Enlarged heart, medically known as the cardiomegaly, is a condition which features with enlargement of certain parts of the heart (its ventricles or atria) or the entire heart becomes enlarged.
Causes of Enlarged Heart
In some cases the exact cause of heart enlargement cannot be identified and this condition is classified as idiopathic cardiomegaly.
On the other hand, this medical condition may result as a consequence of other illnesses. High blood pressure is, for example, one cause of heart enlargement. It may cause cardiomegaly if it lasts long enough and in case it is not properly treated. Heart valve disease is another cause of cardiomegaly. Improper functioning of the valves does not provide with proper flow of the blood and regurgitation of the blood may eventually cause heart enlargement. Cardiomyopathy is a heart condition which features with deterioration of the function of the myocardium and may eventually cause cardiomegaly. Furthermore, congenital heart defects, pulmonary hypertension and arrhythmia may also induce cardiomegaly.
Apart from heart disorders cardiomegaly may be a consequence of anemia, thyroid gland disorders, hemochromatosis and amyloidosis.
Symptoms of Enlarged Heart
Initially there are no symptoms or signs of enlarged heart and it may be only found accidentally during some routine examinations such as chest X ray. However, once the disease has progresses the patients commonly complain about breathing difficulties, shortness of breath, cough, dizziness, arrhythmia and swelling of certain body parts.
Treatment for Enlarged Heart
The best results are achieved in case cardiomegaly is detected on time. Still, this does not occur very often since as it has already been mentioned the disease is in the begging usually asymptomatic.

#### [Data records]
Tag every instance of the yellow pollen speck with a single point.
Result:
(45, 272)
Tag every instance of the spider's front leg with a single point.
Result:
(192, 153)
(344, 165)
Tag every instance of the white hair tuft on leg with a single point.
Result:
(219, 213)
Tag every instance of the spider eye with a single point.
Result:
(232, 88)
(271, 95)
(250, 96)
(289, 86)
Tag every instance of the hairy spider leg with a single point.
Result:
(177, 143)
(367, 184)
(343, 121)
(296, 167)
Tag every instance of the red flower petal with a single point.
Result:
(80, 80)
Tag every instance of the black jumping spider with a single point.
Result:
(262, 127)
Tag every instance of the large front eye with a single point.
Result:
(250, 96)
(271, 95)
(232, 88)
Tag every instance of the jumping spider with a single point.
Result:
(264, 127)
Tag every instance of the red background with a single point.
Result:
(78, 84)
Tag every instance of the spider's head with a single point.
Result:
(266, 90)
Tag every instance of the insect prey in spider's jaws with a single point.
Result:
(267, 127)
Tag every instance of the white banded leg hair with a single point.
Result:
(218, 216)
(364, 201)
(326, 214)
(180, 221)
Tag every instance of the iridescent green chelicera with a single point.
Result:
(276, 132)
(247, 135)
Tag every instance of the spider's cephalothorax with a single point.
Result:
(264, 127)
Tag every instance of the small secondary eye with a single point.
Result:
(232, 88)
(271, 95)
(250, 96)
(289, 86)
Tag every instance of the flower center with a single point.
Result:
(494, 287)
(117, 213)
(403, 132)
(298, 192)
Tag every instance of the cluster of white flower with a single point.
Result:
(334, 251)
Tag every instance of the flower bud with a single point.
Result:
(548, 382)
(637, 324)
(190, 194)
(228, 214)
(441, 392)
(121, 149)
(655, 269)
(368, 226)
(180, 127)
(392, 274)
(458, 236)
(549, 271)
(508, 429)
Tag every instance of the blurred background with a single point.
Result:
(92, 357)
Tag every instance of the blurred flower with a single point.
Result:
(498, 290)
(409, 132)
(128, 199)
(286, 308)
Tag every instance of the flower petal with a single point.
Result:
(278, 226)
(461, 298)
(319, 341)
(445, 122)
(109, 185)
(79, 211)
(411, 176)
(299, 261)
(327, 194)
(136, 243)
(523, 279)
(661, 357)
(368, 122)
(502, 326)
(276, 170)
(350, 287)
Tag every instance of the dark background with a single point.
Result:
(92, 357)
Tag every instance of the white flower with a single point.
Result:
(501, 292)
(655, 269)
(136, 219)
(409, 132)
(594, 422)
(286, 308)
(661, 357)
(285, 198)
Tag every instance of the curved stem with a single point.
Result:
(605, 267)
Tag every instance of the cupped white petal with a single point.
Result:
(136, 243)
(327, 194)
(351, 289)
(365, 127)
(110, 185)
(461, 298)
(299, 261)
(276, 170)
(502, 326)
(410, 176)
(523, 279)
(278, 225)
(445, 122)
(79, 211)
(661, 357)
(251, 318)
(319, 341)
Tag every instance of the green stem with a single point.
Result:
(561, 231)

#### [Task item]
Update the enlarged heart text: write out everything from "On the other" down to "hemochromatosis and amyloidosis." with every "cardiomegaly" changed to "heart enlargement".

#### [Solution for this problem]
On the other hand, this medical condition may result as a consequence of other illnesses. High blood pressure is, for example, one cause of heart enlargement. It may cause heart enlargement if it lasts long enough and in case it is not properly treated. Heart valve disease is another cause of heart enlargement. Improper functioning of the valves does not provide with proper flow of the blood and regurgitation of the blood may eventually cause heart enlargement. Cardiomyopathy is a heart condition which features with deterioration of the function of the myocardium and may eventually cause heart enlargement. Furthermore, congenital heart defects, pulmonary hypertension and arrhythmia may also induce heart enlargement.
Apart from heart disorders heart enlargement may be a consequence of anemia, thyroid gland disorders, hemochromatosis and amyloidosis.